(Dataset records about object locations)
# # # # # # #
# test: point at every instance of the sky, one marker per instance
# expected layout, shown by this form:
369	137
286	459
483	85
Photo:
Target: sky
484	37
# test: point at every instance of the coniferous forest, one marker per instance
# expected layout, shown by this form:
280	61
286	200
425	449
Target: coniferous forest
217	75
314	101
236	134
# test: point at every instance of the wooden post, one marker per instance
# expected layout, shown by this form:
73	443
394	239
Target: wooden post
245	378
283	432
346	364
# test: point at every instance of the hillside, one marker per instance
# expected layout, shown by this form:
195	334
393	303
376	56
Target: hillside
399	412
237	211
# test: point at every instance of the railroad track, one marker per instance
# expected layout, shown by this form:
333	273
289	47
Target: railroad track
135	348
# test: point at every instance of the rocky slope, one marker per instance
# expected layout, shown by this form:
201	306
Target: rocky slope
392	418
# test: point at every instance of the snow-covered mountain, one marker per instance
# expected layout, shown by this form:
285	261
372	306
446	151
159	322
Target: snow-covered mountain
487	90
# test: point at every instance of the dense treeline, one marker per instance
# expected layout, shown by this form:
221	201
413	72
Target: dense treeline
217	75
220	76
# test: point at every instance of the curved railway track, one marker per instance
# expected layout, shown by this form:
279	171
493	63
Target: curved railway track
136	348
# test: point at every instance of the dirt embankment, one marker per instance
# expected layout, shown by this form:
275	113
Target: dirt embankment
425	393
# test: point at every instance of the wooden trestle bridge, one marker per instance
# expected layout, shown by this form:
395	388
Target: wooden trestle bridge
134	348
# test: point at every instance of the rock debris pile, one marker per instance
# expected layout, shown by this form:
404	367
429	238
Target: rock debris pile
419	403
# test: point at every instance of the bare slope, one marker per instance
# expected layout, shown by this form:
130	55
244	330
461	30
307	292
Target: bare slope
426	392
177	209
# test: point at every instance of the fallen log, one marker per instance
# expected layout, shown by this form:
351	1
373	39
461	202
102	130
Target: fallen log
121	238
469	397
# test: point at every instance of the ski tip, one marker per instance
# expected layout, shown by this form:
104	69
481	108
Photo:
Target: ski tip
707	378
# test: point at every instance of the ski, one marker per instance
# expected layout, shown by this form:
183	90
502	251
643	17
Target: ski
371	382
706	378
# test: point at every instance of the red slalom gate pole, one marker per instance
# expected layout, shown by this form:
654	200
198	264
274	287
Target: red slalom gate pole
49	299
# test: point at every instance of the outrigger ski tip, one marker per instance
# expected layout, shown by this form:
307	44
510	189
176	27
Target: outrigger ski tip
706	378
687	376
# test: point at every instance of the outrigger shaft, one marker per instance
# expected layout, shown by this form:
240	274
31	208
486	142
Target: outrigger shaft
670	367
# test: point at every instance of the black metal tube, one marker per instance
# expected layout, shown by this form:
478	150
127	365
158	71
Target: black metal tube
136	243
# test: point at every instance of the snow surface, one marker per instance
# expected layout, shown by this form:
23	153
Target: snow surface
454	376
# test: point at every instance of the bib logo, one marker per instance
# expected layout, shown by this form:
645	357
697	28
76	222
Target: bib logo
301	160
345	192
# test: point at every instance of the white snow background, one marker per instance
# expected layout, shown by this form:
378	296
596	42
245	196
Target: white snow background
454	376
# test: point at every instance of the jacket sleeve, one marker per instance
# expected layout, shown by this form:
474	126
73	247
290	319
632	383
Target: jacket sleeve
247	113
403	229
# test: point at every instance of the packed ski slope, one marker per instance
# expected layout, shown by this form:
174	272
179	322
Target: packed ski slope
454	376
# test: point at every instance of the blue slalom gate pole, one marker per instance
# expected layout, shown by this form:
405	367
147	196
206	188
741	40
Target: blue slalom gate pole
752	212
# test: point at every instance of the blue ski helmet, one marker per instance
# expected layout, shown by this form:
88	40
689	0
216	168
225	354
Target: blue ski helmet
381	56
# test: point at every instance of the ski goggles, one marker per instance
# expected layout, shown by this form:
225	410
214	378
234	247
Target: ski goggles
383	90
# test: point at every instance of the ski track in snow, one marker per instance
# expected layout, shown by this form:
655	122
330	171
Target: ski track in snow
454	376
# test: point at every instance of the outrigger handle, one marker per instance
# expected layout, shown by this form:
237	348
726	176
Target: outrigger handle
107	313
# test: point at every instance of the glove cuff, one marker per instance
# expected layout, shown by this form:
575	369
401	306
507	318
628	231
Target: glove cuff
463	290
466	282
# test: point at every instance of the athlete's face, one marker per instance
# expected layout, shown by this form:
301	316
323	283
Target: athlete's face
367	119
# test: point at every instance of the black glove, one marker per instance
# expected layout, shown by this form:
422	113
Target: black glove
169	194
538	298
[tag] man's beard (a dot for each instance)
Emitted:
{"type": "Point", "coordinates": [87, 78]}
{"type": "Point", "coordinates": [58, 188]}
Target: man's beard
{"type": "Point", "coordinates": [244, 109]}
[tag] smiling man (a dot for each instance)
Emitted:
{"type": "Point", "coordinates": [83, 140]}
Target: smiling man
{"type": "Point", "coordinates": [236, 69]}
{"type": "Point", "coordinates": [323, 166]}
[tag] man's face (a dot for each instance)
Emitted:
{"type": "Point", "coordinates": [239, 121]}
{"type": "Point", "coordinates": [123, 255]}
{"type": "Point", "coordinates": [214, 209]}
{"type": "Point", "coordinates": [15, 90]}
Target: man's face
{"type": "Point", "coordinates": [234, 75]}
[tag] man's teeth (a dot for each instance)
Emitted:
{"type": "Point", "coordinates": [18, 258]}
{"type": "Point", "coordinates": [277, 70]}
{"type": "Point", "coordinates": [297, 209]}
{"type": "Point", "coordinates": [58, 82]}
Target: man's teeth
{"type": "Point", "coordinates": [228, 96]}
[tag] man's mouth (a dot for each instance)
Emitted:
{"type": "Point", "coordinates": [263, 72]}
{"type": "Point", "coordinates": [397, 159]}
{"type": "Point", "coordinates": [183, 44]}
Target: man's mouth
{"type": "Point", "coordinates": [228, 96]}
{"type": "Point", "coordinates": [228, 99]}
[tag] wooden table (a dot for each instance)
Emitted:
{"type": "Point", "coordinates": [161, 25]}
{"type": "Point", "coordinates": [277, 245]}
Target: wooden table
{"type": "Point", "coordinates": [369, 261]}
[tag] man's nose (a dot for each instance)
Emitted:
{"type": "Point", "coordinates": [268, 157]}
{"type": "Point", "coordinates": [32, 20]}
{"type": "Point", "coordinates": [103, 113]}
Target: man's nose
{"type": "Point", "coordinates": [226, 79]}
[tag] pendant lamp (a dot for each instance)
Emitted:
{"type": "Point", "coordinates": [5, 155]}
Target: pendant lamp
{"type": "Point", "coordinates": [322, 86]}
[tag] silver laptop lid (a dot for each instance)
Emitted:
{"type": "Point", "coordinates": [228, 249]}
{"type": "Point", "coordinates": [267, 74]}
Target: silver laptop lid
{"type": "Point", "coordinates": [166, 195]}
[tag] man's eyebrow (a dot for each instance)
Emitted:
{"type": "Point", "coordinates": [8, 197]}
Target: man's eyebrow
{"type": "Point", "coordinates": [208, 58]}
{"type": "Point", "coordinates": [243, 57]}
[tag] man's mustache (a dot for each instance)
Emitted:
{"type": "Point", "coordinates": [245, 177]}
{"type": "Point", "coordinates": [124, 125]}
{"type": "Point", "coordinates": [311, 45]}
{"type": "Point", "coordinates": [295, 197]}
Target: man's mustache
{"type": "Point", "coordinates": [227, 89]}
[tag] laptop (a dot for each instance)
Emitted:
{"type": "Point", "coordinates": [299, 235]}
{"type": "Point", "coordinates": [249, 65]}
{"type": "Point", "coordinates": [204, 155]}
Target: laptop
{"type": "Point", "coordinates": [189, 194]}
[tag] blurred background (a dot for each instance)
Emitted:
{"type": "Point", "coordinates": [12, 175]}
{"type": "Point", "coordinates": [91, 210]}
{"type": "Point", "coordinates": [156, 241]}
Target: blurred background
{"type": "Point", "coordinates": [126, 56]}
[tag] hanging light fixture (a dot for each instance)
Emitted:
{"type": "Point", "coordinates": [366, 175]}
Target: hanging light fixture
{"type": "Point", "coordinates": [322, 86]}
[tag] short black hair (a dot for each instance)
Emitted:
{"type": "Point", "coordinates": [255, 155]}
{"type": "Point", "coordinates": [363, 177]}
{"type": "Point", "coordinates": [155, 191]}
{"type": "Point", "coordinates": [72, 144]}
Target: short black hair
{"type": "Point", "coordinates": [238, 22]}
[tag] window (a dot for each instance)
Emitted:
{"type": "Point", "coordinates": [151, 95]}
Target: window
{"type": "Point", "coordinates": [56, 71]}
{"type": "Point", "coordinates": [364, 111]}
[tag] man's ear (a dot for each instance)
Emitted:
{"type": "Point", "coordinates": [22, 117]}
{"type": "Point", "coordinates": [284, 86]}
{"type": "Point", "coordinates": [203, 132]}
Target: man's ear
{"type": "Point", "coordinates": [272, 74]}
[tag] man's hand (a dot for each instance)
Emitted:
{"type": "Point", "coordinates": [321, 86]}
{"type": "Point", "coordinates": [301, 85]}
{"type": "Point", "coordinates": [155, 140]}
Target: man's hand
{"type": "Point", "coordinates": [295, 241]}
# # # # # # #
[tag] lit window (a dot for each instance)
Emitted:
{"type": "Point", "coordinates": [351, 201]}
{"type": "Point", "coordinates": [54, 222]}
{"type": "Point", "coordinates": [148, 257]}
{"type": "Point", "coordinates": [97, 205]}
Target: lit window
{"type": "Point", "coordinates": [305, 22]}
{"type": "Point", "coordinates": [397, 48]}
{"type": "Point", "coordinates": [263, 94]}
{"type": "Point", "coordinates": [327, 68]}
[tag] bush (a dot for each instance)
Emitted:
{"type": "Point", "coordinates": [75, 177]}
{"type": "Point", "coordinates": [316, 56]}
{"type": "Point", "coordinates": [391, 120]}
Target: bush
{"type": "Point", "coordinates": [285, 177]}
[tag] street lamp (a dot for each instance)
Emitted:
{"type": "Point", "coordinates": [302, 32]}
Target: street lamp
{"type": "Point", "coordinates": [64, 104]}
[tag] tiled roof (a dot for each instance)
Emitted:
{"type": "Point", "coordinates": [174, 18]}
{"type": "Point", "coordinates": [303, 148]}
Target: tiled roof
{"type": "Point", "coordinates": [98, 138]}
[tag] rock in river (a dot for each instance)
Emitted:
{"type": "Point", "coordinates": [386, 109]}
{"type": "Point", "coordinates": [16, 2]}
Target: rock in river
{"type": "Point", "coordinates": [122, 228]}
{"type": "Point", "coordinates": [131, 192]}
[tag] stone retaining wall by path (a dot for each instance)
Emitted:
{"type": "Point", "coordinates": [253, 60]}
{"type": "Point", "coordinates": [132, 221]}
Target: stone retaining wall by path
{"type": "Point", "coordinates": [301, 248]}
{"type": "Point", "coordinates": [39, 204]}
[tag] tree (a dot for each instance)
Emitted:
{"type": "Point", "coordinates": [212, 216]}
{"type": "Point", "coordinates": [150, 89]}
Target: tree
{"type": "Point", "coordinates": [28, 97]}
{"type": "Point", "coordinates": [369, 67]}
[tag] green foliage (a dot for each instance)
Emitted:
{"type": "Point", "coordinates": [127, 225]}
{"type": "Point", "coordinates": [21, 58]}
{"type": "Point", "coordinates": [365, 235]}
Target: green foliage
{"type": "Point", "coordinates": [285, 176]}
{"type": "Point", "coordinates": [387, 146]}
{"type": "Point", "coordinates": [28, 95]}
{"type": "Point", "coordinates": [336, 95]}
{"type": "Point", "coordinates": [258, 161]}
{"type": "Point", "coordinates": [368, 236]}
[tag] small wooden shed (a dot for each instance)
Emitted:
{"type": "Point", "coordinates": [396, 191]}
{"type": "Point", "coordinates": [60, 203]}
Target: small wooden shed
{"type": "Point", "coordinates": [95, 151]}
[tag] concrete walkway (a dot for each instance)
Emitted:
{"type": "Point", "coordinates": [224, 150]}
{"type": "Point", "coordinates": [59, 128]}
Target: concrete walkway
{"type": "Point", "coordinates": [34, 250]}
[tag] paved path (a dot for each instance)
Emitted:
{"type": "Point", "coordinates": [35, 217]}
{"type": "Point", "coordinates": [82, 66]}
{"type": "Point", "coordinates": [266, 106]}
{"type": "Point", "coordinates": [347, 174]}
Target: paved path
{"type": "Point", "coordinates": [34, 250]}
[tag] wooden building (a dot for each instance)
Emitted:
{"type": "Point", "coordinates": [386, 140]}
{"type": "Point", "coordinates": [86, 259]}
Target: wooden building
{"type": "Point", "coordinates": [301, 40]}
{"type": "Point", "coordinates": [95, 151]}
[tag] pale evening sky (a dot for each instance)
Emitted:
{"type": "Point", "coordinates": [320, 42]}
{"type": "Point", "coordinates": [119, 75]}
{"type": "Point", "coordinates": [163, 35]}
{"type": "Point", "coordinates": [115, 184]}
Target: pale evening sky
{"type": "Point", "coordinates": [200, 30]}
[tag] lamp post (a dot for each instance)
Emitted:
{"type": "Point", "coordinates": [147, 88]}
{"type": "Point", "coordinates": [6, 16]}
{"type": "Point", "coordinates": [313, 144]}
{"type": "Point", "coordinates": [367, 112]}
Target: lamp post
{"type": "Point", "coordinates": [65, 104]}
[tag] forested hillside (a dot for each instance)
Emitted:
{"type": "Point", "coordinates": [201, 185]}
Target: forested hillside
# # # # # # #
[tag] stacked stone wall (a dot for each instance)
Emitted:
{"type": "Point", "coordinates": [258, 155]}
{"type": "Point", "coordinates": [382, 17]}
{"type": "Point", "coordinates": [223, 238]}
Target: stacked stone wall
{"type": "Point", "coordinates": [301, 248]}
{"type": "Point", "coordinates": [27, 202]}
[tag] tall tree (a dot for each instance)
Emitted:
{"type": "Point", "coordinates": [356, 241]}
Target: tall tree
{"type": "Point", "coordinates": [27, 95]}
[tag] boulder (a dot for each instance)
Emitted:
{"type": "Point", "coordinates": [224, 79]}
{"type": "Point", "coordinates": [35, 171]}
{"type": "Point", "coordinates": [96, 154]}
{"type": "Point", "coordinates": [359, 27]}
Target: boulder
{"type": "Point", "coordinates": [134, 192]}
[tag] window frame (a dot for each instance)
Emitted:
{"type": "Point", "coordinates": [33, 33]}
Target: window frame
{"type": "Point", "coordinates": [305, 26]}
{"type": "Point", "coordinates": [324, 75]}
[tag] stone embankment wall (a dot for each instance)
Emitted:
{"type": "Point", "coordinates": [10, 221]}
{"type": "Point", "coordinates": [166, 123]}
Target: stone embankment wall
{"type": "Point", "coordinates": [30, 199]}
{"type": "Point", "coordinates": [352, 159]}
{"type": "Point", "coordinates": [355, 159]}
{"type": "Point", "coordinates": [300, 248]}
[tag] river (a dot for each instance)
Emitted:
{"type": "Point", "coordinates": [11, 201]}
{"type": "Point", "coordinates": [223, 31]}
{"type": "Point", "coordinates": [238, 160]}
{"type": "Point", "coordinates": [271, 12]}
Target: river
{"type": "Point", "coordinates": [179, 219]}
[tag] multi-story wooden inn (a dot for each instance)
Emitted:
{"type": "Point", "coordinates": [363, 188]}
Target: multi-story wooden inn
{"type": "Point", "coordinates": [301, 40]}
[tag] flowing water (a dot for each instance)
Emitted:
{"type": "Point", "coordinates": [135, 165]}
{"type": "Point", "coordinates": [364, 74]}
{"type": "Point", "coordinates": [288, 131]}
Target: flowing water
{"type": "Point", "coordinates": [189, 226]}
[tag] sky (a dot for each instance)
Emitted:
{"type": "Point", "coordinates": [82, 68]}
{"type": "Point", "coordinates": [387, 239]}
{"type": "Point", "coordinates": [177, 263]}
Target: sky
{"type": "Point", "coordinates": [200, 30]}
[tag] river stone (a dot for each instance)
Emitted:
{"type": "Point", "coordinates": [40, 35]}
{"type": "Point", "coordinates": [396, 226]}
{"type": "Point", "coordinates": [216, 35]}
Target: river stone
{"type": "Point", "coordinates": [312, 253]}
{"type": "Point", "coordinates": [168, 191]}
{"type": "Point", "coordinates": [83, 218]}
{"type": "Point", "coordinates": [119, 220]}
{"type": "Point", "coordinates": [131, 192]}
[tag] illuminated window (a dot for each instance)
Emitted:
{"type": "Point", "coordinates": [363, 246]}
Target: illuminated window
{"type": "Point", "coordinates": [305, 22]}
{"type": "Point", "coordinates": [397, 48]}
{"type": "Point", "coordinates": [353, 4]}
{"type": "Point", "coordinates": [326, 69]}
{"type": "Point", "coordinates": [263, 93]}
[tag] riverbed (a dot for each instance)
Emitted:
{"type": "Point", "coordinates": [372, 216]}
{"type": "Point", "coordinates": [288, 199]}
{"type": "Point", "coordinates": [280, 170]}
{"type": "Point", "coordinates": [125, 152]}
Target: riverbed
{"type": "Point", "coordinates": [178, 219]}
# # # # # # #
EXERCISE: Pull out every line of the listing that contains the word "flowing", and write each one down as it appears.

ANSWER BELOW:
[tag] flowing water (a dot for each instance)
Target: flowing water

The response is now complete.